# Task requirements
What you produce should be the lines from the line containing "Target: fried okra" through the last line below, both ends included, reproduced exactly and without pictures.

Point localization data
===============

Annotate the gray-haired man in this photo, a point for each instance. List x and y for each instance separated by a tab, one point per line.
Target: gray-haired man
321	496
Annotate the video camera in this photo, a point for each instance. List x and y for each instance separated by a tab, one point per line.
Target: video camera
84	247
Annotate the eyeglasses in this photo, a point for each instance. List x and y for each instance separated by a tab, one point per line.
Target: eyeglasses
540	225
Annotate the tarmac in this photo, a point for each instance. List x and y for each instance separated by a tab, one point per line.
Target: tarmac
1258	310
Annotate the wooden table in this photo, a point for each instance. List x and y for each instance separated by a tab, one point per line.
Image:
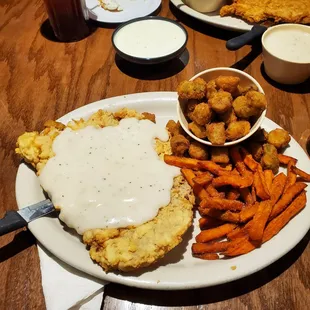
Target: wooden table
42	79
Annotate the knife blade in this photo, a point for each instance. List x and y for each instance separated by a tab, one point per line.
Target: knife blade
17	219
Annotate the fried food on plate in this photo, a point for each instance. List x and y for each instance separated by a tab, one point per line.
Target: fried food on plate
202	114
245	195
228	117
253	11
174	128
225	100
132	248
211	89
179	145
125	248
197	151
198	130
270	159
237	130
219	155
192	89
227	83
280	138
252	104
221	102
216	133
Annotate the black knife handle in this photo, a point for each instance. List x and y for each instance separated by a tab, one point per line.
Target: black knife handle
238	42
11	221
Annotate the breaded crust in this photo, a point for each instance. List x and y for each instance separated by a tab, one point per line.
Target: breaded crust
141	246
132	247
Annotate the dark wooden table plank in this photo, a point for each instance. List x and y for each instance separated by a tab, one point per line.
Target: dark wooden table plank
42	79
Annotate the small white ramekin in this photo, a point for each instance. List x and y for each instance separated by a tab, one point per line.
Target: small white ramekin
281	70
209	74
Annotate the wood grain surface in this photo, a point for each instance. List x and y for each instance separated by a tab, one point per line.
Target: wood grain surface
43	79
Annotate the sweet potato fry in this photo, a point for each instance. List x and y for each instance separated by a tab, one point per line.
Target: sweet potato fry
236	233
212	167
242	246
286	198
262	177
277	187
291	176
280	221
214	233
268	179
246	196
240	232
232	180
203	179
208	256
227	167
181	162
233	194
284	159
201	248
212	192
199	191
221	204
253	192
209	222
226	216
237	160
259	221
231	217
304	175
260	188
250	162
248	212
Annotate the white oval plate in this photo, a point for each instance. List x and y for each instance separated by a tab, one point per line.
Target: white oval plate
178	269
214	18
131	9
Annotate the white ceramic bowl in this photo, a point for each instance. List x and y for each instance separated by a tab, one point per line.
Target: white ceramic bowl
285	71
205	6
209	74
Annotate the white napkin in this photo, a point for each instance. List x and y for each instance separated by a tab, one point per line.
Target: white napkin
65	287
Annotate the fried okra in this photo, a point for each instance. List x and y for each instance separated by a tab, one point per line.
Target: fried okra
202	114
174	128
220	155
179	145
197	130
280	138
237	130
270	158
211	89
216	133
191	105
242	90
227	83
192	89
198	151
256	150
260	135
228	117
221	102
252	104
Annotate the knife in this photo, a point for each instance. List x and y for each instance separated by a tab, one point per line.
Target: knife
17	219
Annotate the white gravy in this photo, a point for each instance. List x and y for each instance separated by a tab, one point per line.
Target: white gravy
289	44
149	38
108	177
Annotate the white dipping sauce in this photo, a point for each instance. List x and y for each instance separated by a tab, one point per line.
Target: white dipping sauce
149	38
108	177
289	44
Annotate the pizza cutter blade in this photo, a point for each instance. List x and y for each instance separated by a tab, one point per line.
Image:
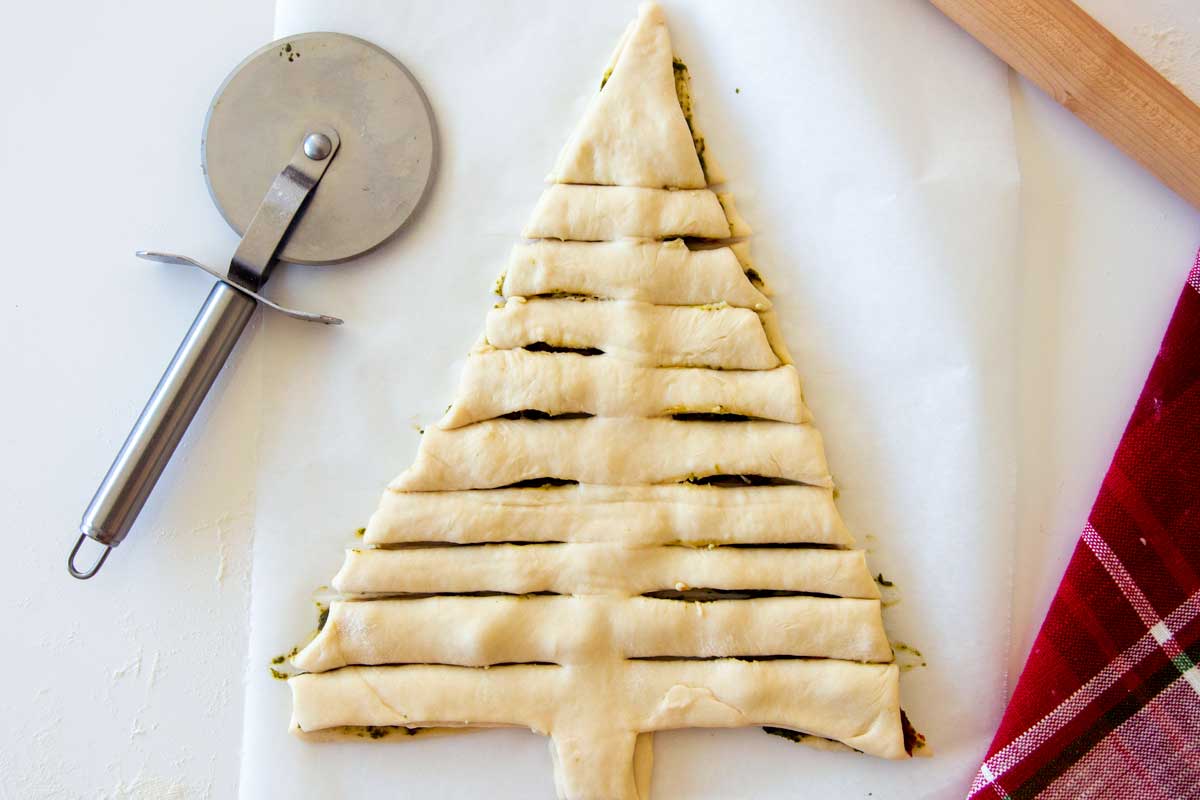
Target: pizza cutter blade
316	149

===============

# Written reply
Target: fried okra
202	114
174	128
220	155
179	145
197	130
280	138
237	130
270	158
211	89
216	133
191	105
242	90
227	83
192	89
198	151
256	150
260	135
228	117
221	102
252	104
Annotate the knife in this photo, a point for each instance. List x and y for each instance separated by a tab, one point per line.
Target: knife
17	219
Annotate the white gravy in this photo, a point for each instance. List x and y for each instance separated by a tab, one point per line.
Target: white gravy
289	44
149	38
108	177
Annotate the white dipping sauce in this photo, a point for each instance. List x and y for each instance separated by a tab, one point per line.
Target: white dipping sauce
149	38
108	177
289	44
Annotate the pizza cutter blade in this photo, a point for each instance. List x and y for each instance separated by a tab, one point per line.
Image:
Target: pizza cutter blade
316	149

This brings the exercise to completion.